=== Source document ===
I guess they didn’t expect this….

Home Prices in U.S. Decrease More Than Forecast Bloomberg 12-28-10

Home prices dropped more than forecast in October, a sign housing will remain a weak link as the U.S. recovery accelerates into the new year.

The S&P/Case-Shiller index of property values fell 0.8 percent from October 2009, the biggest year-over-year decline since December 2009, the group said today in New York. The decrease exceeded the 0.2 percent drop projected by the median forecast of economists surveyed by Bloomberg News.

A wave of foreclosures waiting to reach the market means home prices will remain under pressure in 2011, representing a risk to household finances. Federal Reserve policy makers this month said “depressed” housing and high unemployment remained constraints on consumer spending, reasons why they reiterated a plan to expand record monetary stimulus.

Comment by In Colorado
2010-12-28 08:47:13

What? Wages and jobs do matter? I thought Citibank said they didn’t?

Comment by ecofeco
2010-12-28 15:13:05

Who ya gonna believe? Your sugar daddy or reality?

 
 
 
Comment by RioAmericanInBrasil
2010-12-28 07:55:47

Only 4?

Four Real Estate Market Predictions for Homebuyers in 2011

http://www.walletpop.com/2010/12/28/4-real-estate-market-predictions-for-home-buyers-in-2011/

1. Prices and mortgage rates will stay low in most areas, but will rise in affluent areas and markets experiencing job/population growth.

2. Loan guidelines will tighten up, and down payments and loan costs may rise.

3. Condos will become even more difficult to buy.

4. Conservative buying will be the name of the game.

Comment by scdave
2010-12-28 14:57:01

but will rise in affluent areas and markets experiencing job/population growth ??

Why ?? Because they can thats why…Bandits…

 
 
Comment by jeff saturday
2010-12-28 08:08:47

I will now put myself in timeout for posting long articles. Because apparently posting long articles and riding the dog like it is a small horse is frowned upon in this ESTABLISHMET!

http://www.youtube.com/watch?v=x0GsNhLt9Ds - 137k -

Home prices falling faster in biggest US cities

By JANNA HERRON The Associated Press
Posted: 9:04 a.m. Tuesday, Dec. 28, 2010

NEW YORK — Home prices are dropping in the nation’s largest cities and are expected to fall through next year, as fewer people purchase homes and millions of foreclosures come on to the market.

The Standard & Poor’s/Case-Shiller 20-city home price index released Tuesday fell 1.3 percent in October from September.

All cities recorded monthly price declines. The last time that happened was in Feb. 2009.

=== Supplied information ===

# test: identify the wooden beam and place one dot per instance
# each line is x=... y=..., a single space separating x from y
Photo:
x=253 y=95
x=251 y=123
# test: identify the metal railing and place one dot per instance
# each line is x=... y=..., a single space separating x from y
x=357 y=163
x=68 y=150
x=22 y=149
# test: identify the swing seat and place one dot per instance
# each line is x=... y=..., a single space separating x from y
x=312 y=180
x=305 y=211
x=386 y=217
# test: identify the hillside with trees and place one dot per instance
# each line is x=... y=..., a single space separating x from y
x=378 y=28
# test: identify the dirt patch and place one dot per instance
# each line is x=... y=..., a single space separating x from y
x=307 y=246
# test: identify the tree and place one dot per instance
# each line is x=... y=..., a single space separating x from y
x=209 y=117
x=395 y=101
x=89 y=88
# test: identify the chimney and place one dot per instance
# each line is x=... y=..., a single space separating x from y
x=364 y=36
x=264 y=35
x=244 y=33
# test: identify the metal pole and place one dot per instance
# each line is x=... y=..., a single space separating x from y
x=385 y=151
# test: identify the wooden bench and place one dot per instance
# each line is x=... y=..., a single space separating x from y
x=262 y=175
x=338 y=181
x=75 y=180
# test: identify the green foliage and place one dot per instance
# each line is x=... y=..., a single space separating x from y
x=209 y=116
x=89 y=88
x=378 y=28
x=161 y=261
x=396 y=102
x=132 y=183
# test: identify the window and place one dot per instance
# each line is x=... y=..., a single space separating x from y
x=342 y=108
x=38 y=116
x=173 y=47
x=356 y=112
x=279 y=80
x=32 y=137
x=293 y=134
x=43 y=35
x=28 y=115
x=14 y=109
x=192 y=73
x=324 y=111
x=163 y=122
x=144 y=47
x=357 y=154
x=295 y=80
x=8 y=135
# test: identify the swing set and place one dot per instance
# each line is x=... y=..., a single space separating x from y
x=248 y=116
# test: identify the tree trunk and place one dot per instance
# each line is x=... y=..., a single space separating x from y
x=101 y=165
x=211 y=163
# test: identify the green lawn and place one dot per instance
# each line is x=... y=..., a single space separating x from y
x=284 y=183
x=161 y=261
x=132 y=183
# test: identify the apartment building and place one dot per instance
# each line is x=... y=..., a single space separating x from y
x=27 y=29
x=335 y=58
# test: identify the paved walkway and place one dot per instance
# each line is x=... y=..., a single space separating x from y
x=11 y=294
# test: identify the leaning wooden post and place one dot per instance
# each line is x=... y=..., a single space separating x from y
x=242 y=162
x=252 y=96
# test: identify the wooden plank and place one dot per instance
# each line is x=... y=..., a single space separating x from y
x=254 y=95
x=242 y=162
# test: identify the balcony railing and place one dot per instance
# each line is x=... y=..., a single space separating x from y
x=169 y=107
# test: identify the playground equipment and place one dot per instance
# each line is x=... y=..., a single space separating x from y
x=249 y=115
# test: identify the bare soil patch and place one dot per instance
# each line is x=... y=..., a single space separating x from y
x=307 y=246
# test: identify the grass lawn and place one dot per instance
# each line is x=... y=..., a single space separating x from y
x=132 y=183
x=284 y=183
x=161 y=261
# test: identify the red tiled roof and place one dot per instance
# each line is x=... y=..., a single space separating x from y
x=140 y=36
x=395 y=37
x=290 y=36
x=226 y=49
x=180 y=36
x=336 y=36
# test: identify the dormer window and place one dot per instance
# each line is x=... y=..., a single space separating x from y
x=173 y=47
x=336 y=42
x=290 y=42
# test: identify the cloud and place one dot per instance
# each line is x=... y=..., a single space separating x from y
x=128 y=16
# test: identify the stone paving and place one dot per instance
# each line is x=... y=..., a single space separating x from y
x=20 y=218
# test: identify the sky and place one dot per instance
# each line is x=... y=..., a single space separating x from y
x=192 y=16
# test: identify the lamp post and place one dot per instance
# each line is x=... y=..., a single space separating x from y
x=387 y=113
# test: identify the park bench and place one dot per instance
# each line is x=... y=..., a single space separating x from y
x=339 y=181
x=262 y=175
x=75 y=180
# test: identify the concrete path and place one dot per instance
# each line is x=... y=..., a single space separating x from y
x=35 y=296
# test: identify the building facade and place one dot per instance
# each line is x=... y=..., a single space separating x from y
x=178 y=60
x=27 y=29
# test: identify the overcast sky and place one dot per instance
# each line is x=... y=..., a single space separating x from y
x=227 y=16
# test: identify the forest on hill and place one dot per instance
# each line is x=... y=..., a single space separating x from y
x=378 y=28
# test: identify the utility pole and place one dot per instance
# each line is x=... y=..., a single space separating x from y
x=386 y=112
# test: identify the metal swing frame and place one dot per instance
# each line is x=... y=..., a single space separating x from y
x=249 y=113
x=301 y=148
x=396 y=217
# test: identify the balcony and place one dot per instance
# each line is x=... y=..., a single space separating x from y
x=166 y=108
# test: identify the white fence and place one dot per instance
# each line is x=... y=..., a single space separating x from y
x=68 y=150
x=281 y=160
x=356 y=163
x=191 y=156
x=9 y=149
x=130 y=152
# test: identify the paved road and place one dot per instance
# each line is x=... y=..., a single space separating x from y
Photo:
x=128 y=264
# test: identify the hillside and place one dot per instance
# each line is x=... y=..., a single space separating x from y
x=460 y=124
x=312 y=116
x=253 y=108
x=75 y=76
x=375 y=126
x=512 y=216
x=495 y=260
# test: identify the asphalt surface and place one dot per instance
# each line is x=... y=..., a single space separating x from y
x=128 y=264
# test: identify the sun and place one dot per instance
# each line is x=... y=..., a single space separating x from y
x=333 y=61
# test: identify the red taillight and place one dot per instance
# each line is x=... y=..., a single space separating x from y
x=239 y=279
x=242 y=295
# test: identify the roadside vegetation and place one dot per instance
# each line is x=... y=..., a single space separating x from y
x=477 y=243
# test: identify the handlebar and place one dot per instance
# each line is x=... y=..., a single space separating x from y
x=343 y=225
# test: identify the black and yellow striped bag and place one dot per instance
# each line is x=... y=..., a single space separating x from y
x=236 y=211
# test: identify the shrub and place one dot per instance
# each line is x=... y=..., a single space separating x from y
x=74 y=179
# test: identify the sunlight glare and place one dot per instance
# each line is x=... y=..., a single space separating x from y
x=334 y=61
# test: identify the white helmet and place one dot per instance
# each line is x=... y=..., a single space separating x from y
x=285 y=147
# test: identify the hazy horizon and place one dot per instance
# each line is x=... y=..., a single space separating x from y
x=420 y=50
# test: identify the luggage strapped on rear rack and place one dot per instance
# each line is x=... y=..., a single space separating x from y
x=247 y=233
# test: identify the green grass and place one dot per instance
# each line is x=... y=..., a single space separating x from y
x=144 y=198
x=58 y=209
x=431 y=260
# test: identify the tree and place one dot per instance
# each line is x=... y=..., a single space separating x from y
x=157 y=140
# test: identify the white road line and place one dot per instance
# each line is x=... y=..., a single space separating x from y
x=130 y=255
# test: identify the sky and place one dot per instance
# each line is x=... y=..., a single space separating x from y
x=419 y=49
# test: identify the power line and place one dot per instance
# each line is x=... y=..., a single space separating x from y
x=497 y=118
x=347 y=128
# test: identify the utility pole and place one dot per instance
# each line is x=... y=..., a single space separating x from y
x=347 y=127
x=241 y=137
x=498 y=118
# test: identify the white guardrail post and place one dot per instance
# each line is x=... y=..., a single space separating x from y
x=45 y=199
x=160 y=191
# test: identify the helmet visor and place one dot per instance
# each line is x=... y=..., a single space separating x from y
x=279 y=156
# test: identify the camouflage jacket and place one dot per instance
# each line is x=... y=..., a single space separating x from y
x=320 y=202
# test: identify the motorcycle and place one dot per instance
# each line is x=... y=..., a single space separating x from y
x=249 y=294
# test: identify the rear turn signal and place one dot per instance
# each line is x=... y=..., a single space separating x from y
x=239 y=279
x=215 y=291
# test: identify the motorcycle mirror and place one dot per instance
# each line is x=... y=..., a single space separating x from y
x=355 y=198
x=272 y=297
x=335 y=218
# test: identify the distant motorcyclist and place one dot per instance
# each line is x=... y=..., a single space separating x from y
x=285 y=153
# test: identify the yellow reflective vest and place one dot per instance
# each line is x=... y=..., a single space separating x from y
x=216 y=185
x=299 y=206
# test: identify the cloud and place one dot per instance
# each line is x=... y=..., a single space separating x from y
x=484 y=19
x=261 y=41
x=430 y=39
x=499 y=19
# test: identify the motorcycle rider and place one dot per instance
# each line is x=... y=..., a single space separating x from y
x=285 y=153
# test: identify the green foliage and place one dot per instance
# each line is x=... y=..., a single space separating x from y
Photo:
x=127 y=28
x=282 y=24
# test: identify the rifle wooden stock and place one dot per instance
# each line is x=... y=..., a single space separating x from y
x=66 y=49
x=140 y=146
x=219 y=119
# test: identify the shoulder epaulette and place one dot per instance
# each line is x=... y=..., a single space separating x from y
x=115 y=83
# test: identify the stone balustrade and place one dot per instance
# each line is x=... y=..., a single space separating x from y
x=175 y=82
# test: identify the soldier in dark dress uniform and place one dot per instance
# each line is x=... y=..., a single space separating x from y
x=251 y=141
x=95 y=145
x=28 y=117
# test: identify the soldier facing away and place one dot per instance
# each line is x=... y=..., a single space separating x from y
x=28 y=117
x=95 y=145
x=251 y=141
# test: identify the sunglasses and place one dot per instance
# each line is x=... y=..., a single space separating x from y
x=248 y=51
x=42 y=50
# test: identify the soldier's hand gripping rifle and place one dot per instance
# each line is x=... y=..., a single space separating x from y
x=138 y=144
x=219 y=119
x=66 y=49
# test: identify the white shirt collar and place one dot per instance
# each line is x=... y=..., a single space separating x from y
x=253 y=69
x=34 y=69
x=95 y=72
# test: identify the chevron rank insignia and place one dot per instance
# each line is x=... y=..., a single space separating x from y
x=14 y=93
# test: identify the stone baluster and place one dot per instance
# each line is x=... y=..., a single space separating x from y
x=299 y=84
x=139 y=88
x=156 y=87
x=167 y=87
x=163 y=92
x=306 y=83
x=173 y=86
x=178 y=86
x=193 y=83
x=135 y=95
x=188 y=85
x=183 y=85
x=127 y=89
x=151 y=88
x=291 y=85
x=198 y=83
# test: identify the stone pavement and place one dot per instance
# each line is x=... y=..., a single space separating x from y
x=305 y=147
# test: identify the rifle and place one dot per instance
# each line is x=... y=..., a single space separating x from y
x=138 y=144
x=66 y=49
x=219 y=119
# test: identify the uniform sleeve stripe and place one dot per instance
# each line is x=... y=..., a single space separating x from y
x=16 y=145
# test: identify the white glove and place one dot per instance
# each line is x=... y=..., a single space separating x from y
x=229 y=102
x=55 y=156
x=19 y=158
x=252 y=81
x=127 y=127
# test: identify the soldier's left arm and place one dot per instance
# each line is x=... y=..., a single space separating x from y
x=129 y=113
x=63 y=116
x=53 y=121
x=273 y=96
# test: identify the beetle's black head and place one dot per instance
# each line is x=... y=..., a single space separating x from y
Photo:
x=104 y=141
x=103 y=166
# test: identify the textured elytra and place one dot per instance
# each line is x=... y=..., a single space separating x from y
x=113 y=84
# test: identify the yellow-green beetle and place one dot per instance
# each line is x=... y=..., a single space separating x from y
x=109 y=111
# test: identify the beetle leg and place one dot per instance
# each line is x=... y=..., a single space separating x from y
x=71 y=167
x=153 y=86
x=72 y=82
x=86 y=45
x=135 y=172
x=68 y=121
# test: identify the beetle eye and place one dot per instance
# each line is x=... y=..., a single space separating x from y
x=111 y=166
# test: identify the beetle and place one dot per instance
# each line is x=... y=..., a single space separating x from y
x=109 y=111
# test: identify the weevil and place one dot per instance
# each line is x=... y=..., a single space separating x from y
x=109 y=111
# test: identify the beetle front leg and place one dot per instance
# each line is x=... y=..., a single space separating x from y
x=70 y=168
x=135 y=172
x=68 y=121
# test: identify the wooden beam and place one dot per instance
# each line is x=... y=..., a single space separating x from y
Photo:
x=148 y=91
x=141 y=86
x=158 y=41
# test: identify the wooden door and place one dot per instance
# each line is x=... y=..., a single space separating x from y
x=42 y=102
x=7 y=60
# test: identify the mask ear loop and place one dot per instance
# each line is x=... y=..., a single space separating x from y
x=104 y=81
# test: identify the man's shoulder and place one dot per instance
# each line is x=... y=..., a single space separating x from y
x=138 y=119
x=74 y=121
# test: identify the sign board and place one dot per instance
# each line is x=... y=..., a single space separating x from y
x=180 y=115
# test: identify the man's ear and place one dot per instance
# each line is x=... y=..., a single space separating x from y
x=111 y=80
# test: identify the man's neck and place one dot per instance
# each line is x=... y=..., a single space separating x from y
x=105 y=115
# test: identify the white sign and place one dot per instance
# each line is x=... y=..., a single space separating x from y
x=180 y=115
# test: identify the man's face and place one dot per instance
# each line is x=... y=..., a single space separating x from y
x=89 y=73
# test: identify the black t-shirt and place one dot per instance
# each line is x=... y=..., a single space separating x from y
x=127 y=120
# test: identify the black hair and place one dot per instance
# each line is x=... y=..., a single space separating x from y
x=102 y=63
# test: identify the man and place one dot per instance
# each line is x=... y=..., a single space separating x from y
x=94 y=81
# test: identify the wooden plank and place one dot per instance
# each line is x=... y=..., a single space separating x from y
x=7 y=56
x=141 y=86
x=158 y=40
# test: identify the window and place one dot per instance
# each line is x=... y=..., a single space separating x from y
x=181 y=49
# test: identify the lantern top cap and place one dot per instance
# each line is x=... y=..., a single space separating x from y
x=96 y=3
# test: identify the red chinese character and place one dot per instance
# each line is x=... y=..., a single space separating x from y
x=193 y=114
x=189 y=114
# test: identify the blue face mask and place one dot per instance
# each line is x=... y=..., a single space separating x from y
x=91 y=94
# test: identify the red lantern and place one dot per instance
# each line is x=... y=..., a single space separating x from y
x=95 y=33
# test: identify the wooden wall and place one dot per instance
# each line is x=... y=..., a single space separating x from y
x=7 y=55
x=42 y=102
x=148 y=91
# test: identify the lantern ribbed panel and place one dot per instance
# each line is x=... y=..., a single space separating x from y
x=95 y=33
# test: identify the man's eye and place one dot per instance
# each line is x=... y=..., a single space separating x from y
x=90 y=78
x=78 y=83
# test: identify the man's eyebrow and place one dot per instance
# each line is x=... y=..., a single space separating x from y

=== Tasks to complete ===
(a) In the home-price discussion, by how much did the S&P/Case-Shiller index fall from October 2009?
(b) Carry the home-price discussion forward from its final sentence.
The records come from a separate source, not from the home-price discussion.

=== Results for each task ===
(a) 0.8 percent

(b)
Atlanta recorded the largest decline. Prices there fell 2.9 percent from a month earlier. Home prices in Washington dropped 0.2 percent in October, the second monthly decline after five straight increases.

Home prices in Dallas, Portland, Ore., Charlotte, N.C., Tampa, Fla. and Denver have fallen for four straight months.

The 20-city index has risen 4.4 percent from their April 2009 bottom. But it remains 29.6 percent below its July 2006 peak.

This year is on pace to finish as the worst for home sales in more than a decade. High unemployment and tight credit have kept people from buying homes, despite some of the lowest mortgage rates in decades.

Government tax credits gave the ailing industry a boost this spring. But they expired in April, and in recent months, home prices have begun to dip again.

Millions of foreclosures are forcing home prices down and more are expected in the coming year. Many people are holding off on making purchases because they fear the market hasn’t bottomed out, analysts say.

And mortgage rates are rising again. In the last month, rates on fixed mortgages have surged more than a half-point to near 5 percent.

Most experts expect the declines to continue through mid-year with prices on average to lose another 5 percent to 10 percent. The worst price drops will come from cities with a struggling economy and the highest foreclosure rates, while those with better job growth will fare better.

Home prices have declined in 18 of the 20 cities in the past year.

Comment by Professor Bear
2010-12-28 12:50:01

Home prices are dropping in the nation’s largest cities and are expected to fall through next year, as fewer people purchase homes and millions of foreclosures come on to the market.

There has never been a better time for dips to buy real estate!

 
 
Comment by MK
2010-12-28 08:29:49

Keep it up Rio! Expose the tea partiers (and the individuals on this site who think and act just like them)’for what they are. I have seen enough posting about ACORN, illegal immigrants (like the native Americans asked White people to come here), and Obama to know that many of the posters hear believe that the only people who have a right to live in this country and complain about what’s wrong (even though it is rich white men who are destroying this country) are white people.

Comment by Professor Bear
2010-12-28 12:53:05

ACORN workers caught on tape allegedly advising on prostitution
September 10, 2009

Two employees at the Baltimore, Maryland, branch of the liberal community organizing group ACORN were caught on tape allegedly offering advice to a pair posing as a pimp and prostitute on setting up a prostitution ring and evading the IRS.

The video footage — which has been edited and goes to black in some areas — was recorded and posted online Thursday by James O’Keefe, a conservative activist. He was joined on the video by another conservative, Hannah Giles, who posed as the prostitute in the filmmakers’ undercover sting.

Comment by measton
2010-12-28 13:17:15

Imagine if all the banks were shut down when one or two employees were caught braking the law. We’d have no banks.

It shoudl be noted that his film was highly edited. One person who phoned the cops on the guy after he left the building was still portrayed as assisting Okeefe.

 
Comment by ecofeco
2010-12-28 15:17:10

Oh dear PB.

That was since proven to be faked and the “producer” was later arrested for BREAKING INTO AND WIRETAPPING A FEDERAL OFFICIAL’S OFFICE (a senator) while filming another “expose”.

Yes, you can Google it.

Comment by Xiaoding
2010-12-28 20:08:38

“That was since proven to be faked”

No it wasn’t. Sheesh.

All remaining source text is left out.